Consigne A: Restituez mot pour mot le passage du texte sur les templiers qui commence à « Ils sentaient bien » et se termine à « était une menace. ».
Consigne B: Reprenez le texte sur les templiers à la suite de sa dernière phrase et poursuivez-le.

== Extrait choisi

Cependant la Terre-Sainte avait été définitivement perdue en 1191 et la croisade terminée. Les chevaliers revenaient inutiles, formidables, odieux. Ils rapportaient au milieu de ce royaume épuisé, et sous les yeux d’un roi famélique, un monstrueux trésor de cent cinquante mille florins d’or, et en argent la charge de dix mulets ? Qu’allaient-ils faire en pleine paix de tant de forces et de richesses ? Ne seraient-ils pas tentés de se créer une souveraineté dans l’Occident, comme les chevaliers teutoniques le firent en Prusse, les hospitaliers dans les îles de la Méditerranée, et les jésuites au Paraguay ? S’ils s’étaient unis aux hospitaliers, aucun roi du monde n’eût pu leur résister. Il n’était point d’état où ils n’eussent des places fortes. Ils tenaient à toutes les familles nobles. Ils n’étaient guère en tout, il est vrai, plus de quinze mille chevaliers ; mais c’étaient des hommes aguerris au milieu d’un peuple qui ne l’était plus depuis la cessation des guerres des seigneurs. C’étaient d’admirables cavaliers, les rivaux des Mameluks, aussi intelligens, lestes et rapides que la pesante cavalerie féodale était lourde et inerte. On les voyait partout orgueilleusement chevaucher sur leurs admirables chevaux arabes, suivis chacun d’un écuyer, d’un page, d’un servant d’armes, sans compter les esclaves noirs. Ils ne pouvaient varier leurs vêtemens, mais ils avaient de précieuses armes orientales, d’un acier de fine trempe, et damasquinées richement.

Ils sentaient bien leurs forces. Les templiers d’Angleterre avaient osé dire au roi Henri III : « Vous serez roi tant que vous serez juste. » Dans leur bouche, ce mot était une menace.

====
== Matériel d'étude

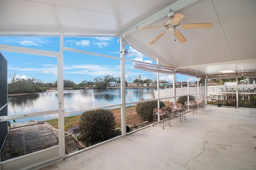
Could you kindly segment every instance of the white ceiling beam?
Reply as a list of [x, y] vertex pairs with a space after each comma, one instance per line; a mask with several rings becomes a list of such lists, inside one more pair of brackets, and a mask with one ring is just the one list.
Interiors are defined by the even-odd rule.
[[225, 61], [224, 62], [214, 63], [211, 63], [204, 64], [202, 64], [193, 65], [191, 66], [184, 66], [183, 67], [177, 67], [176, 69], [181, 69], [189, 68], [195, 67], [205, 67], [208, 66], [213, 66], [218, 65], [228, 64], [230, 64], [240, 63], [241, 63], [252, 62], [256, 61], [256, 58], [246, 59], [243, 60], [235, 60], [234, 61]]

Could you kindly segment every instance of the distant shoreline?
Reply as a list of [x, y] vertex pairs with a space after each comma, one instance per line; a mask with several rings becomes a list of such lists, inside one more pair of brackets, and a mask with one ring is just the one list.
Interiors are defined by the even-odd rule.
[[[160, 86], [160, 88], [164, 88], [164, 86], [162, 87], [162, 86]], [[142, 87], [141, 86], [128, 86], [128, 87], [126, 87], [126, 88], [138, 88], [139, 87]], [[114, 89], [114, 88], [120, 88], [120, 87], [108, 87], [106, 89]], [[144, 86], [143, 87], [143, 88], [157, 88], [157, 86]], [[79, 89], [64, 89], [64, 90], [79, 90]], [[80, 90], [84, 90], [84, 89], [80, 89]], [[47, 92], [31, 92], [31, 93], [18, 93], [17, 94], [8, 94], [8, 97], [11, 97], [11, 96], [22, 96], [22, 95], [30, 95], [30, 94], [40, 94], [40, 93], [48, 93], [48, 92], [56, 92], [58, 90], [57, 89], [57, 88], [56, 89], [52, 89], [52, 90], [50, 90], [48, 91], [47, 91]]]

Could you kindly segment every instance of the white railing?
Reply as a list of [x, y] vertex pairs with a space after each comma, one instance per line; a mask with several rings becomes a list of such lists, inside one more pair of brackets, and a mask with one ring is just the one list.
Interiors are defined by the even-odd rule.
[[[202, 86], [198, 87], [198, 93], [197, 92], [197, 87], [189, 87], [189, 95], [193, 96], [198, 99], [204, 99], [205, 98], [205, 87]], [[154, 90], [155, 99], [158, 98], [158, 90]], [[188, 95], [188, 88], [183, 87], [176, 88], [176, 98]], [[166, 88], [165, 89], [159, 90], [159, 98], [162, 102], [173, 102], [174, 96], [173, 88]], [[164, 98], [164, 99], [162, 99]]]

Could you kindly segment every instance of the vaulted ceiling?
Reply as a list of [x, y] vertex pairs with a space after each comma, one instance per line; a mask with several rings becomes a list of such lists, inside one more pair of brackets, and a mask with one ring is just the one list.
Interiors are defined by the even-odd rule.
[[[202, 75], [232, 70], [256, 72], [255, 0], [1, 0], [0, 36], [123, 35], [128, 44], [175, 69]], [[164, 28], [170, 10], [185, 15], [180, 24], [212, 23], [210, 29], [178, 28], [175, 41]]]

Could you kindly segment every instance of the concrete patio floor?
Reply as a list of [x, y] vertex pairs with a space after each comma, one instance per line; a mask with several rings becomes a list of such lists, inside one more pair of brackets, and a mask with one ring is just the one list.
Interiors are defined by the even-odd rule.
[[206, 106], [43, 169], [255, 170], [256, 109]]

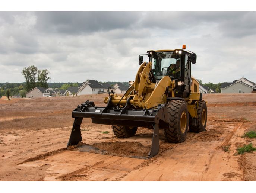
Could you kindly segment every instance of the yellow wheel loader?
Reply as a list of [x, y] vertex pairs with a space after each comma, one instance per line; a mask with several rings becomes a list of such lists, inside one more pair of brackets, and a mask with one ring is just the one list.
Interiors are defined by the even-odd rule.
[[[68, 146], [82, 141], [83, 117], [91, 118], [93, 123], [112, 125], [114, 134], [119, 138], [134, 136], [138, 127], [153, 128], [148, 158], [158, 152], [159, 129], [164, 129], [170, 143], [184, 141], [189, 128], [192, 132], [206, 131], [206, 104], [199, 92], [198, 82], [191, 76], [191, 64], [196, 63], [196, 54], [186, 51], [185, 45], [182, 49], [147, 53], [139, 56], [135, 80], [129, 82], [130, 86], [123, 96], [110, 91], [109, 88], [105, 107], [87, 100], [73, 111], [75, 120]], [[143, 55], [148, 58], [148, 62], [143, 62]], [[85, 146], [80, 151], [94, 150]], [[101, 153], [98, 150], [94, 152]]]

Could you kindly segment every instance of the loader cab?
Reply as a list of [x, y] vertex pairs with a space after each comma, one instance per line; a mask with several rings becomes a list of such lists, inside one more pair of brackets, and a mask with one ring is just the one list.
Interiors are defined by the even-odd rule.
[[[196, 60], [196, 55], [181, 49], [151, 50], [147, 53], [149, 62], [152, 62], [152, 71], [157, 82], [165, 76], [169, 76], [172, 80], [174, 80], [176, 85], [181, 81], [184, 84], [175, 89], [175, 97], [188, 97], [190, 90], [191, 59], [195, 57]], [[192, 62], [195, 63], [195, 61]]]

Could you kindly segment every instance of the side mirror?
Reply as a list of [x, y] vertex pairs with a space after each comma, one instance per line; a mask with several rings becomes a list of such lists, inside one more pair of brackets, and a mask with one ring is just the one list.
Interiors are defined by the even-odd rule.
[[140, 56], [139, 57], [139, 65], [141, 65], [141, 63], [143, 61], [143, 56]]
[[192, 64], [196, 64], [196, 54], [192, 54], [190, 56], [190, 60]]

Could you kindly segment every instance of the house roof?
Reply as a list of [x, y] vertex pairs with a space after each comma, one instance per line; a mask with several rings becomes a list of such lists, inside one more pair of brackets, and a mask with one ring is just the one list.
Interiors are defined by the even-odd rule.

====

Réponse attendue A:
Ils sentaient bien leurs forces. Les templiers d’Angleterre avaient osé dire au roi Henri III : « Vous serez roi tant que vous serez juste. » Dans leur bouche, ce mot était une menace.

Réponse attendue B:
Tout cela donnait à penser à Philippe-le-Bel. Les templiers avaient refusé d’admettre le roi dans l’ordre. Ils l’avaient refusé et ils l’avaient servi, double humiliation. Il leur devait de l’argent[1] ; le Temple était une sorte de banque, comme l’ont été souvent les

  1. Is magistrum ordinis exosum habuit, propter importunam pecuniæ exactionem, quam, in nuptiis filiæ suæ Isabellæ, ei mutuo dederat. (Thomas de la Moor, in Vita Eduardi II, apud Baluze, Pap. Aven., notæ, pag. 189.) — Le Temple avait, à diverses époques, servi de dépôt aux trésors du roi. Philippe-Auguste (1190) ordonne que tous ses revenus, pendant son voyage d’outre-mer, soient portés au Temple et renfermés dans des coffres, dont ses agens auront une clé et les templiers une autre. Philippe-le-Hardi ordonne qu’on y dépose les épargnes publiques. — Le trésorier des templiers s’intitulait trésorier du Temple et du roi, et même trésorier du roi au Temple. (Sauval, tom. ii, pag. 37.)